**Task instructions:** In the data below, find every line with the string "grass" and pull it out.

[Referring expression data]
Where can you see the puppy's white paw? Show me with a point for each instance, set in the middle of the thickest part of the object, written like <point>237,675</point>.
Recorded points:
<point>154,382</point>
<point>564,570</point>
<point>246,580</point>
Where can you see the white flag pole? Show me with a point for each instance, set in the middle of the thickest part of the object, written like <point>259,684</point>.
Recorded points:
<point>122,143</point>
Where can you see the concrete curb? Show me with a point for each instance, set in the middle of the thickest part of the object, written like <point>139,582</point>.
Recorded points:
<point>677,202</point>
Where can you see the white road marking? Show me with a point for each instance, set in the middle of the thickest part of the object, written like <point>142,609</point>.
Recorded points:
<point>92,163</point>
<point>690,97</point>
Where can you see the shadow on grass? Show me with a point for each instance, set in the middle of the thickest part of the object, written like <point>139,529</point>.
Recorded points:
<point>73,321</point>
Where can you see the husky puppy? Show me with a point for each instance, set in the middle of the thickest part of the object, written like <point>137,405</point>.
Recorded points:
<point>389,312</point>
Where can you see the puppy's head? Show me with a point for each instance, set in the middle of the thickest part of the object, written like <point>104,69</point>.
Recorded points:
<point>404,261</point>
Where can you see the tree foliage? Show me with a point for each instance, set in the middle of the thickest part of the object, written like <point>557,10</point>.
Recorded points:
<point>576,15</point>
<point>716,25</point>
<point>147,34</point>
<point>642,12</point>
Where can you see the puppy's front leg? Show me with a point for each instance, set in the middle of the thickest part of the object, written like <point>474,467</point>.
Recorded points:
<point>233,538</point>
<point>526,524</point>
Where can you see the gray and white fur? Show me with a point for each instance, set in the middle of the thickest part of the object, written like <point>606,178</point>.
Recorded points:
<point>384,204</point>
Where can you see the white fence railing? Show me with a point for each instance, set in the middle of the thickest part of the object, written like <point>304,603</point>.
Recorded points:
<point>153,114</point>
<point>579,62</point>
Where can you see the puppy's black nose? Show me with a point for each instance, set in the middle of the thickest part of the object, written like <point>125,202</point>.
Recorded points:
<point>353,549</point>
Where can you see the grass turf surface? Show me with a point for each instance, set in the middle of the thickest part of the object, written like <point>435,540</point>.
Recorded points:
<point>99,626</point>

**Result below:**
Where can you see the shadow on grass? Show me with a point for each instance, set in the middle of the thickest part of the object, written like <point>139,529</point>.
Where can you see the grass turf surface? Show me with a point for each instance, set in the middle of the thickest part of the object, written like <point>435,540</point>.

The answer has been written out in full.